▶ [Page text]:
_ _ _ _ _
122. A system as defined in claim 108, wherein each packet is associated with a corresponding one of a plurality of characteristics and wherein said system includes: a plurality of ingress queues, each ingress queue associated with a respective one of the characteristics; an arbiter connected to said ingress queues, for controlling the release of packets from said ingress queues into the switching entity.
123. A method of assessing integrity of a flow of packets through a switching entity, comprising: sending packets from an ingress to the switching entity, the packets including a reference packet sent to the switching entity at a reference instant; - receiving packets from the switching entity at an egress and sending to the ingress an acknowledgement of receipt of packets from the switching entity;
- receiving acknowledgements of receipt of packets from the egress;
- maintaining a current indication of packets for which an acknowledgement of receipt has not yet been received from the egress; - storing a first data element indicative of packets for which an acknowledgement of receipt had not yet been received from the egress at the reference instant;
- maintaining a second data element indicative of packets for which an acknowledgement of receipt from the egress is received between the reference instant and the instant at which an acknowledgement of receipt of the reference packet is received from the egress;
- performing a comparison of the first and second data elements; and
- assessing integrity of the flow of packets on the basis of the comparison.
124. Computer-readable storage media containing a program element for execution by a computing device to implement an ingress for regulating packet flow through a switching entity, the ingress comprising: a control entity operative to: send packets to the switching entity, the packets including a reference packet sent to the switching entity at a reference instant;
- receive acknowledgements of receipt of packets from an egress; maintain a current indication of packets for which an acknowledgement of receipt has not yet been received from the egress;
- store a first data element indicative of packets for which an acknowledgement of receipt had not yet been received from the egress at the reference instant;
- maintain a second data element indicative of packets for which an acknowledgement of receipt from the egress is received between the reference instant and the instant at which an acknowledgement of receipt of the reference packet is received from the egress; - perform a comparison of the first and second data elements; and
- assess integrity of the flow of packets on the basis of the comparison.
_ _ _ _ _
▶ [Information supplied]:
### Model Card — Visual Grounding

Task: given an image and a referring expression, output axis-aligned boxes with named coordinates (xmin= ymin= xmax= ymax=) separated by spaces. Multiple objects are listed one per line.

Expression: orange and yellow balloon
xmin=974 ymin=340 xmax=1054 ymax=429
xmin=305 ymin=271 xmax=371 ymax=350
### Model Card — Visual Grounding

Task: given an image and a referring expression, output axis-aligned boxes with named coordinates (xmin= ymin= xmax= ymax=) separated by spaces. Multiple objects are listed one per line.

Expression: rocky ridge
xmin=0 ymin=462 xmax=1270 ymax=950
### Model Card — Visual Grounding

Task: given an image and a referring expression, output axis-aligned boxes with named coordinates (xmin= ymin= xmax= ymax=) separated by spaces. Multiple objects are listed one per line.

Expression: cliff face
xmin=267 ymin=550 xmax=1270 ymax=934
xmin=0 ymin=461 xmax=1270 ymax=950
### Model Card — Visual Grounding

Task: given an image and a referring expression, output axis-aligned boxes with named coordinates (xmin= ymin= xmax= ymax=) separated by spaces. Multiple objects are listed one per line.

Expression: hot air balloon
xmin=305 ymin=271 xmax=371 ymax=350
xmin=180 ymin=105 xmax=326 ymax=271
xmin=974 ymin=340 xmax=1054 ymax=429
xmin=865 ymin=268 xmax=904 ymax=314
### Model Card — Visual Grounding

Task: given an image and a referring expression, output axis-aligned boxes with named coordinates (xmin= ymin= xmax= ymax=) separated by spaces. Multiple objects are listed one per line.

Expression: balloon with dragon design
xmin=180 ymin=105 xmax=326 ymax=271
_ _ _ _ _
▶ [To-do list]:
1. In the patent claims, what does the arbiter in claim 122 control?
2. Retype the patent claims word for word, between "122. A system" and "the switching entity.", inclusive.

▶ [Answers for the tasks]:
1. The release of packets from the ingress queues into the switching entity.

2.
122. A system as defined in claim 108, wherein each packet is associated with a corresponding one of a plurality of characteristics and wherein said system includes: a plurality of ingress queues, each ingress queue associated with a respective one of the characteristics; an arbiter connected to said ingress queues, for controlling the release of packets from said ingress queues into the switching entity.